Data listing
-- begin --
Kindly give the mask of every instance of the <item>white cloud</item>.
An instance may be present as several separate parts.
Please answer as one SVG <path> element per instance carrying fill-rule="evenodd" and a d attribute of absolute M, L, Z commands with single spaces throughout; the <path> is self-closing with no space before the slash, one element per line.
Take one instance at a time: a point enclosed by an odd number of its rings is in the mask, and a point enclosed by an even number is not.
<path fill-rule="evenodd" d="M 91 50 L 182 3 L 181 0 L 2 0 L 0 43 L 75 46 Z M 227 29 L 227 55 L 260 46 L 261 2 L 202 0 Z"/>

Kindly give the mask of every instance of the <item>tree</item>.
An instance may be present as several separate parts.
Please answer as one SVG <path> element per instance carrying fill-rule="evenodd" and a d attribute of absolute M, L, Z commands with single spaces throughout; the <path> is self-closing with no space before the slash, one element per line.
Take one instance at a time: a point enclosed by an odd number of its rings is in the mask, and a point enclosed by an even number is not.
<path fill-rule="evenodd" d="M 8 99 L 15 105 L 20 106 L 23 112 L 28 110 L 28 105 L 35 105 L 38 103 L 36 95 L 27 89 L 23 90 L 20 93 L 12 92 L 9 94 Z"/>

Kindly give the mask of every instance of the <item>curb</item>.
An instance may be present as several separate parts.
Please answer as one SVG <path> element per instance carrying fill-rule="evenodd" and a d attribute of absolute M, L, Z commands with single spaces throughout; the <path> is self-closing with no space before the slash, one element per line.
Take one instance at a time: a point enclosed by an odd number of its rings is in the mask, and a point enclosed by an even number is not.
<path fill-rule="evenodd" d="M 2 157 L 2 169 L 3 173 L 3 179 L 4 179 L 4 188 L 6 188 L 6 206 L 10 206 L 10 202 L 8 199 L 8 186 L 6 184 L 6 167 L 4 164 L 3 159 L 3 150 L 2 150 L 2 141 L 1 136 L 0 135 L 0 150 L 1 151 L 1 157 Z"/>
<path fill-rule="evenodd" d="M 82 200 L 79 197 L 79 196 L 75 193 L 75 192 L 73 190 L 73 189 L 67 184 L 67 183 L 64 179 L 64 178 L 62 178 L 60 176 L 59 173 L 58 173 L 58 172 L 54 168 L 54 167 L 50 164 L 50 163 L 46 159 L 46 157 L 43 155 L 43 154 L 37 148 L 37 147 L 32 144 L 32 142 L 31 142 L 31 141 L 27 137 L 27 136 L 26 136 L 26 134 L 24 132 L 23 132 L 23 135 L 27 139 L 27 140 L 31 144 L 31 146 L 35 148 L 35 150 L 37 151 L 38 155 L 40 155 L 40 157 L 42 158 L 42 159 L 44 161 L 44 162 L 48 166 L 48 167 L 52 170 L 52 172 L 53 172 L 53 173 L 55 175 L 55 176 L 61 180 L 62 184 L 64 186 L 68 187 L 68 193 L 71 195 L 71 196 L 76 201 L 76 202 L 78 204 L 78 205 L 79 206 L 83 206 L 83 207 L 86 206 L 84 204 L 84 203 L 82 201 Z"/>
-- end --
**Problem to work on:**
Resize the data, starting at the line that contains "Kindly give the mask of every instance of the <item>tree</item>." and stopping after the line that contains "99 L 15 105". Write out every line in that span again, changing only the coordinates in the answers: multiply each by 0.25 and round to a whole number, with halves rounded up.

**Response below:**
Kindly give the mask of every instance of the <item>tree</item>.
An instance may be present as several separate parts.
Please answer as one SVG <path> element per instance carrying fill-rule="evenodd" and a d attribute of absolute M, L, Z commands with single spaces throughout; the <path> is self-closing with no space before the slash, one element per line.
Take one instance at a time: a point enclosed by an odd number of its rings is in the mask, and a point enclosed by an even number is not.
<path fill-rule="evenodd" d="M 2 25 L 4 26 L 5 27 L 6 28 L 7 28 L 7 26 L 9 26 L 10 26 L 9 24 L 7 22 L 6 23 L 5 23 L 3 23 L 2 24 Z"/>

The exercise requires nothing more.